### Your instructions
Show every line in the rows below that contains the word "like", copying each such line in full.

### Material shown
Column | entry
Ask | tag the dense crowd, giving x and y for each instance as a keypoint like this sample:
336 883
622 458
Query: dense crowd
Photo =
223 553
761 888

--

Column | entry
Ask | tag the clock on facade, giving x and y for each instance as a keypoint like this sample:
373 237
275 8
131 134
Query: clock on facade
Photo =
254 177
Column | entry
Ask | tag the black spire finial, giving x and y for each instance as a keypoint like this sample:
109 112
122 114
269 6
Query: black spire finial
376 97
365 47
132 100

### The output
Ask | tag the dense crowd, giving x and y for each instance as a keypoint like this sample:
Ask | tag the clock on facade, giving x and y for each instance as a keypoint like this sample:
Ask | tag the black spire finial, giving x and y for each instance as a keypoint like this sample:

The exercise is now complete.